#### ABOUT THIS TASK:
Could you copy every line of the data that contains the word "below"?

==== RECORD EXCERPTS

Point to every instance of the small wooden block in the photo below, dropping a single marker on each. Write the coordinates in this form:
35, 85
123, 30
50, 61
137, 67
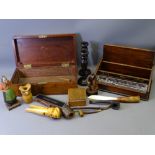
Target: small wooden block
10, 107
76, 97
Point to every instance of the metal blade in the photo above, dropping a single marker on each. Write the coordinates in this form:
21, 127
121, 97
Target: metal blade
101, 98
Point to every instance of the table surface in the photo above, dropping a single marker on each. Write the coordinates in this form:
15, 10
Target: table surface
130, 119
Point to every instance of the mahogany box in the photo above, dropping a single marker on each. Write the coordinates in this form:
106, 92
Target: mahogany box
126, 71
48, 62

========
==== RECORD EXCERPTS

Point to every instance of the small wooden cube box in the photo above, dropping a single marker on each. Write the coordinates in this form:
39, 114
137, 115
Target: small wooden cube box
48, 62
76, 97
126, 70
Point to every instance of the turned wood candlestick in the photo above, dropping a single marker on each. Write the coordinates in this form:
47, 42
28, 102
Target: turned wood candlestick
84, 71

========
==== RECORD EXCERPTS

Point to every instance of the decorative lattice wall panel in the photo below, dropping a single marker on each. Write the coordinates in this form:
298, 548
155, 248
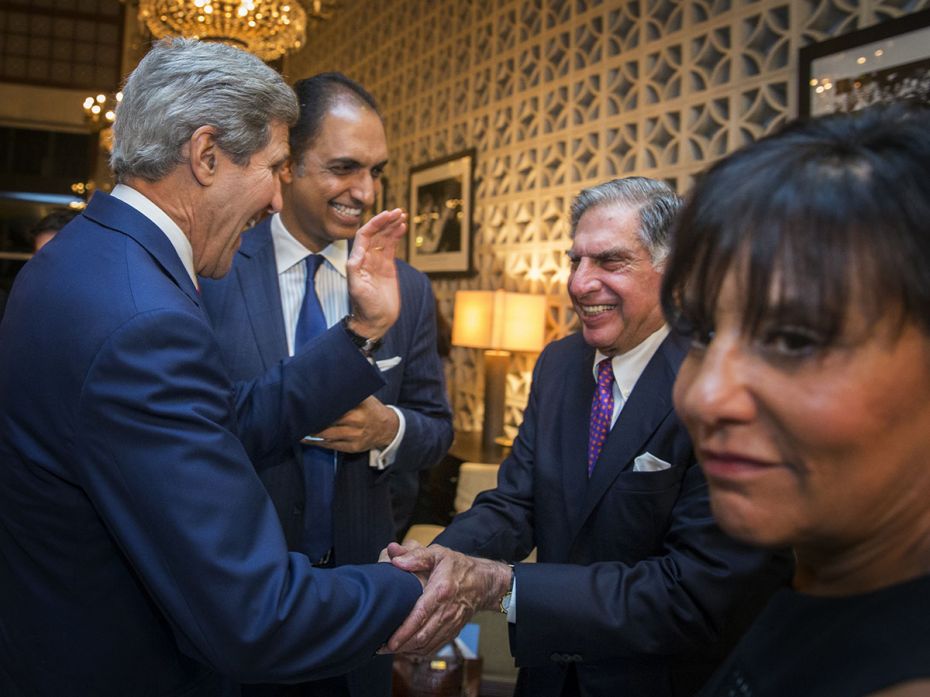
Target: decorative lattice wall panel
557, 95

========

#### RESPONSE:
Point to every instance of the small wooden block in the photo below, dropping a single marker on each. Write the coordinates in this form:
Point to every instance of the decorative lattice wall panel in the photo below, dropping a single marker on each. Write the coordinates in this form:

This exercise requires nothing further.